• _MATERIALS PROVIDED_
◆ ◆ ◆ ◆

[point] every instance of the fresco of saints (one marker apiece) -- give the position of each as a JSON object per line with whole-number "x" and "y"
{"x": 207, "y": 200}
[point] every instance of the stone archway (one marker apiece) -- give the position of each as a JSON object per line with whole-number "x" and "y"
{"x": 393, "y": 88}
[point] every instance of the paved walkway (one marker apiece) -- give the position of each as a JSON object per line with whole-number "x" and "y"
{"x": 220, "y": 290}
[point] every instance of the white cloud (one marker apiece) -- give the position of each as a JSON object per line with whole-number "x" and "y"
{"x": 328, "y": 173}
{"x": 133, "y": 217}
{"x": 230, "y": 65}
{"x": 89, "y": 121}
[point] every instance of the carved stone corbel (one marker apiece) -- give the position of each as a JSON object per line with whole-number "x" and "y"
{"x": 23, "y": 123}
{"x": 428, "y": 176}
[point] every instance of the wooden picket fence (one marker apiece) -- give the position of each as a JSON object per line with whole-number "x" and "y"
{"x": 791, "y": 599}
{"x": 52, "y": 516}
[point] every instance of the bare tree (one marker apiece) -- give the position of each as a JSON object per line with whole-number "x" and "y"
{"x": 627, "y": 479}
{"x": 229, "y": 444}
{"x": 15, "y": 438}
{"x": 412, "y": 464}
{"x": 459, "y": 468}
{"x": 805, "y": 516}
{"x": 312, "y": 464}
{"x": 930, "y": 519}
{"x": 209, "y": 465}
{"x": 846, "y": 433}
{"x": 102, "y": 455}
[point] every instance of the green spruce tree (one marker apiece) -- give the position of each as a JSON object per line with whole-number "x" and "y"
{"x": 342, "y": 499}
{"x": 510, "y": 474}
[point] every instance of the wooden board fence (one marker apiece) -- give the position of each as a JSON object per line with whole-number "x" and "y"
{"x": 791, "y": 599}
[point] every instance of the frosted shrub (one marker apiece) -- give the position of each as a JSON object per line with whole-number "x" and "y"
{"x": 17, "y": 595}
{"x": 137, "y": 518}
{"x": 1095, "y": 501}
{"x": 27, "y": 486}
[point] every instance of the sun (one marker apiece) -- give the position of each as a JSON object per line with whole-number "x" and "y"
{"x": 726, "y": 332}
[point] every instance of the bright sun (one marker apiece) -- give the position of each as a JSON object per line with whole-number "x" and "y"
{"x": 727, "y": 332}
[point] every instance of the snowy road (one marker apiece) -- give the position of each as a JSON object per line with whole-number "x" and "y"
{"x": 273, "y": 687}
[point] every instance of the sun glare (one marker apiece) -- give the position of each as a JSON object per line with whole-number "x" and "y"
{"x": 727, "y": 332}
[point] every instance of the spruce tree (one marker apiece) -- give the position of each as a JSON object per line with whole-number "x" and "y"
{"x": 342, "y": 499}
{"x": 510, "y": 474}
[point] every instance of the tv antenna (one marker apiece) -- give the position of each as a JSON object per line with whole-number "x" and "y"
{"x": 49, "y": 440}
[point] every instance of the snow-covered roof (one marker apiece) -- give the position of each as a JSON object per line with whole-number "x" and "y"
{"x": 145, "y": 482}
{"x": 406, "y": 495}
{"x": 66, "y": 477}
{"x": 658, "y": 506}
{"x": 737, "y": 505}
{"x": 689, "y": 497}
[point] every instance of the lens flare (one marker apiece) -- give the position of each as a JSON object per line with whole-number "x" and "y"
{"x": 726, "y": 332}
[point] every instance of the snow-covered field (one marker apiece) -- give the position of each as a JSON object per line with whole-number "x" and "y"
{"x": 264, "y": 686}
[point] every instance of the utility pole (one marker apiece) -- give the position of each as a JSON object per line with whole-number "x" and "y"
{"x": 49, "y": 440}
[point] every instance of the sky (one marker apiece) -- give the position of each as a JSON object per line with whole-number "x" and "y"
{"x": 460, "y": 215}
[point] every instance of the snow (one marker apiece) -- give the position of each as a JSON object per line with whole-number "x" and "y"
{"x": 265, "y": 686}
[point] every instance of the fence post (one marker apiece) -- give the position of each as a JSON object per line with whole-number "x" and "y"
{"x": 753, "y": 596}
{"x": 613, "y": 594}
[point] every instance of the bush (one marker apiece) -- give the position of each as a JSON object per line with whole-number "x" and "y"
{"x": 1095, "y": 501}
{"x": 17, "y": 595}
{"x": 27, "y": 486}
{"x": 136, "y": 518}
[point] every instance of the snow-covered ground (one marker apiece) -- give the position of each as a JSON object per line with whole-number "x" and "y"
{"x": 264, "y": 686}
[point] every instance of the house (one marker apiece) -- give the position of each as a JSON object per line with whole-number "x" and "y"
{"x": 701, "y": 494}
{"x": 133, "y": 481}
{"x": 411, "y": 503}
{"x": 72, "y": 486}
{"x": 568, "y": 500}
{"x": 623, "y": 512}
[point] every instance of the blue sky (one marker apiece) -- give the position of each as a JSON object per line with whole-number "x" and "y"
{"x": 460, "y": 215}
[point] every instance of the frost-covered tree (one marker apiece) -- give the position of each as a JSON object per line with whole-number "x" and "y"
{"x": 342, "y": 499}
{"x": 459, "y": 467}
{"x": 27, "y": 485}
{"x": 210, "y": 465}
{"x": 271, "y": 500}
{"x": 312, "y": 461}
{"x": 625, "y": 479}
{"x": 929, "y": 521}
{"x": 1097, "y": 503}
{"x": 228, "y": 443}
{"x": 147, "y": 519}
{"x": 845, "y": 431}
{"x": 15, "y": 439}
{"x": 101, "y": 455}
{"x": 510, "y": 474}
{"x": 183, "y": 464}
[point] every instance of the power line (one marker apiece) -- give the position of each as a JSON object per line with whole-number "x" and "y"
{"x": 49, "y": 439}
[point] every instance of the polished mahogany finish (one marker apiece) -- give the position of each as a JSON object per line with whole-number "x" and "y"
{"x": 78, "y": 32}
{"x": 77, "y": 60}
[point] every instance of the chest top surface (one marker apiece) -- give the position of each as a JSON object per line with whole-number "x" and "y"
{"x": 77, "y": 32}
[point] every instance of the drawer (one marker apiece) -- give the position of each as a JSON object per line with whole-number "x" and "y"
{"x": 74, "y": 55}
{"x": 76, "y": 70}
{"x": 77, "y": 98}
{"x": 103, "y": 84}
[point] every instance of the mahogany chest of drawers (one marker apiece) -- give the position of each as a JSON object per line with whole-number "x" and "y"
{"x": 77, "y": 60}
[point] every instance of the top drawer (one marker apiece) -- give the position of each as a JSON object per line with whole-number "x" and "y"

◆ ◆ ◆ ◆

• _TRY IT_
In full and word for word, reproduce the data above.

• _RESPONSE BOX_
[point] every instance of the fresco of saints (one marker apiece) -- give the position of each as a JSON object per line with whole-number "x" and "y"
{"x": 207, "y": 200}
[point] every instance of the stone archway (one marker apiece) -- give the position of each as a JSON object per line with whole-number "x" and "y"
{"x": 393, "y": 88}
[point] every instance of the paved walkway (one marker apiece) -- give the position of each as a JSON object per line with whole-number "x" and "y"
{"x": 220, "y": 290}
[point] every instance of the white cloud (one marker apiece) -- give the position of each as a JSON object per line with whole-number "x" and "y"
{"x": 328, "y": 173}
{"x": 133, "y": 217}
{"x": 230, "y": 65}
{"x": 89, "y": 121}
[point] every instance of the carved stone corbel (one marker apiece) -- give the position of each as a JSON object per line with whole-number "x" and "y"
{"x": 23, "y": 123}
{"x": 428, "y": 176}
[point] every instance of the wooden picket fence (one marker apiece) -- give the position of each as a JSON object per line with whole-number "x" and "y"
{"x": 791, "y": 599}
{"x": 52, "y": 516}
[point] every instance of the bare tree (one marker apiece) -- give the position of each as a JSON object per line with whole-number "x" and "y"
{"x": 627, "y": 479}
{"x": 229, "y": 444}
{"x": 15, "y": 438}
{"x": 412, "y": 464}
{"x": 459, "y": 468}
{"x": 805, "y": 516}
{"x": 312, "y": 464}
{"x": 930, "y": 519}
{"x": 209, "y": 465}
{"x": 846, "y": 433}
{"x": 102, "y": 455}
[point] every instance of the green spruce tree (one marker apiece) -- give the position of each as a JSON object per line with whole-number "x" and "y"
{"x": 342, "y": 499}
{"x": 510, "y": 474}
[point] every instance of the wooden board fence (one marker apiece) -- give the position of each as a JSON object per line with whole-number "x" and "y"
{"x": 791, "y": 599}
[point] every instance of the frosted shrub (one marker apiece) -- give the position of each as a JSON object per line with whole-number "x" and "y"
{"x": 17, "y": 595}
{"x": 137, "y": 518}
{"x": 1095, "y": 501}
{"x": 27, "y": 486}
[point] every instance of the sun (one marker apiece) -- give the position of each as a JSON object per line with whole-number "x" and "y"
{"x": 726, "y": 332}
[point] every instance of the bright sun (one marker apiece) -- give the position of each as a JSON object per line with whole-number "x" and "y"
{"x": 727, "y": 332}
[point] every instance of the snowy road (one marker apiece) -- give the position of each as a JSON object per line with whole-number "x" and "y"
{"x": 273, "y": 687}
[point] every instance of the sun glare (one marker apiece) -- give the position of each as a JSON object per line with whole-number "x" and "y"
{"x": 727, "y": 332}
[point] every instance of the spruce tree (one marker apiece) -- give the position of each as a JSON object per line with whole-number "x" and "y"
{"x": 342, "y": 499}
{"x": 510, "y": 474}
[point] every instance of the tv antenna (one marker apiece) -- give the position of each as a JSON object per line with whole-number "x" and "y"
{"x": 49, "y": 440}
[point] every instance of the snow-covered roof (one marker apiece) -- give the position of each as a JSON object per line with whole-number "x" and "y"
{"x": 145, "y": 482}
{"x": 406, "y": 495}
{"x": 66, "y": 477}
{"x": 658, "y": 506}
{"x": 737, "y": 505}
{"x": 689, "y": 497}
[point] every instance of the lens flare (one marker apiece) -- give the position of each as a JSON object per line with whole-number "x" and "y"
{"x": 726, "y": 332}
[point] every instance of the snow-covered field (one marker apiece) -- give the position of each as a JSON object per line with whole-number "x" and "y"
{"x": 264, "y": 686}
[point] every instance of the utility pole (one marker apiece) -- give the position of each as a JSON object per line with whole-number "x" and "y"
{"x": 49, "y": 440}
[point] every instance of the sky (one marker apiece) -- give the position of each as a JSON object per line with whole-number "x" and "y"
{"x": 460, "y": 215}
[point] every instance of the snow (one marker apiece) -- give the position of each as a JSON object per line with whole-number "x" and "y"
{"x": 265, "y": 686}
[point] every instance of the fence post (one marker apiece) -- give the position of each as a JSON object per line with whole-number "x" and "y"
{"x": 753, "y": 596}
{"x": 613, "y": 594}
[point] every instance of the bush (one marker apiece) -- give the position of each as a JSON object per line with whole-number "x" and "y"
{"x": 1095, "y": 501}
{"x": 17, "y": 595}
{"x": 27, "y": 486}
{"x": 136, "y": 518}
[point] every instance of the snow-covered ground (one marker apiece) -- give the position of each as a JSON object per line with whole-number "x" and "y"
{"x": 264, "y": 686}
[point] every instance of the house (one marker apiece) -- give the position of each as a JSON object per line with whole-number "x" and "y"
{"x": 701, "y": 494}
{"x": 133, "y": 481}
{"x": 411, "y": 503}
{"x": 72, "y": 486}
{"x": 568, "y": 500}
{"x": 623, "y": 512}
[point] every instance of the blue sky (one marker apiece) -- give the position of each as a JSON object per line with whole-number "x" and "y"
{"x": 460, "y": 215}
[point] every instance of the frost-covered tree (one marker apiece) -- give the position of each as a JSON object per line with whole-number "x" and "y"
{"x": 342, "y": 499}
{"x": 459, "y": 467}
{"x": 27, "y": 485}
{"x": 210, "y": 465}
{"x": 271, "y": 500}
{"x": 312, "y": 461}
{"x": 625, "y": 479}
{"x": 929, "y": 521}
{"x": 1097, "y": 503}
{"x": 228, "y": 443}
{"x": 147, "y": 519}
{"x": 845, "y": 431}
{"x": 15, "y": 439}
{"x": 101, "y": 455}
{"x": 510, "y": 474}
{"x": 183, "y": 464}
[point] every instance of the power line (one marker apiece) -- give the position of each as a JSON object per line with whole-number "x" and "y"
{"x": 49, "y": 439}
[point] every instance of the polished mahogany finish (one marker apiece) -- give the position of each as a JSON object per line with whole-number "x" and "y"
{"x": 78, "y": 32}
{"x": 77, "y": 60}
[point] every instance of the chest top surface (one marker apiece) -- give the position of each as a JSON object per line with whole-number "x" and "y"
{"x": 77, "y": 32}
[point] every instance of the drawer (one marker apiece) -- give the position of each as a JSON object per line with whole-number "x" and "y"
{"x": 74, "y": 55}
{"x": 76, "y": 70}
{"x": 77, "y": 98}
{"x": 103, "y": 84}
[point] every instance of the mahogany chest of drawers (one marker apiece) -- give the position of each as a JSON object per line with whole-number "x" and "y"
{"x": 77, "y": 60}
[point] every instance of the top drawer (one marker apiece) -- give the position of each as a JSON object per line with whole-number "x" and "y"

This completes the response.